## Énoncé
Dans la fiche consacrée à l'aide à domicile, relevez tous les intitulés de rubrique suivis d'un deux-points, dans leur ordre d'apparition.

## Texte fourni
►

Promouvoir un positionnement d'acteur des usagers - un rôle potentiel pour les travailleurs sociaux dans le champ de l'aide à domicile
Année : 2014
Thème : Les leçons d'une recherche auprès de primo-demandeurs âgés
Type : Recherche : orientée vers la pratique, action, évaluative...
Auteur(s) :
HIRSCH DURRETT Elisabeth (Suisse) – ehirsch.wk@gmail.com
VOELIN Sabine (Suisse) – sabine.voelin@hesge.ch
Résumé :
La communication proposée se base sur une recherche conduite en 2011-2012 à Genève et Lausanne et financée par le Fonds National Suisse de la Recherche Scientifique et la Fondation Leenaards (subside 13DPD6_132282). Cette étude qualitative par entretiens menés en deux phases auprès d’une quarantaine de primo-demandeurs âgés d’aide et de soins à domicile se focalisait sur des figures de positionnement en tant qu’acteur face à l’intervention des services, cette première demande d'aide étant vue comme un marqueur de l’entrée dans un processus potentiel de perte d’indépendance. La population étudiée a été recrutée par le biais d’associations sociales ou de défense d’usagers, sans sollicitation des services d‘aide et de soins. Le collectif recruté témoigne de modes de vie urbaine et dessine des évolutions en termes de relations familiales et d’attentes envers les prestataires de services.
La recherche a mis en évidence des prestations focalisées sur les problèmes de santé et sur les incapacités. La réponse des services est structurée en termes de gestion, organisée par tâches mesurées et minutées et se décline par type de professionnel devant les accomplir. Pour les usagers, les conséquences de cette approche incluent, entre autres, un tournus élevé d’intervenants différents, une prise en compte restreinte non seulement des composantes relationnelles de la prestation mais également de la nécessité d’adapter les actions aux besoins individuels, notamment sociaux, des clients.

◄

## Lignes de données
►

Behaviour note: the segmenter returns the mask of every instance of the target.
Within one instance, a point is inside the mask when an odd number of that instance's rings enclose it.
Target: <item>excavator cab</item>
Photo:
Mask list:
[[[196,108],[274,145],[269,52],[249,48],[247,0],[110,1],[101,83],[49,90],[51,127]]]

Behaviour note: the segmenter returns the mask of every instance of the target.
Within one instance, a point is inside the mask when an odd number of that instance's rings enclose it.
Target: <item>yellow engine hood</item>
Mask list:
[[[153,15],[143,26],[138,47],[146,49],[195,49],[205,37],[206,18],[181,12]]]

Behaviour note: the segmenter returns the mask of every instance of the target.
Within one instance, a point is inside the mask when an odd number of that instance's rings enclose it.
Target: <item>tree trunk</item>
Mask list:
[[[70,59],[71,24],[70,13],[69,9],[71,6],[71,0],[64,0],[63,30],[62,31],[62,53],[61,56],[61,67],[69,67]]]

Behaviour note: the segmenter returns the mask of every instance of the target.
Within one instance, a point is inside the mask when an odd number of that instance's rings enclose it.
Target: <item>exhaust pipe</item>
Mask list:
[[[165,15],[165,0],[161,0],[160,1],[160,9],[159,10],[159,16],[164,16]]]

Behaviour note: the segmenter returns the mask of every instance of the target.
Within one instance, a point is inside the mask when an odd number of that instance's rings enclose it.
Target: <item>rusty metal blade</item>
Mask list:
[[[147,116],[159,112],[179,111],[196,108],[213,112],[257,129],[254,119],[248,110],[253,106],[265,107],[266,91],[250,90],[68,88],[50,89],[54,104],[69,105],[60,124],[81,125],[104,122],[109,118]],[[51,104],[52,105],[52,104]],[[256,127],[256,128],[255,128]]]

◄

## Réponse attendue
Année
Thème
Type
Auteur(s)
Résumé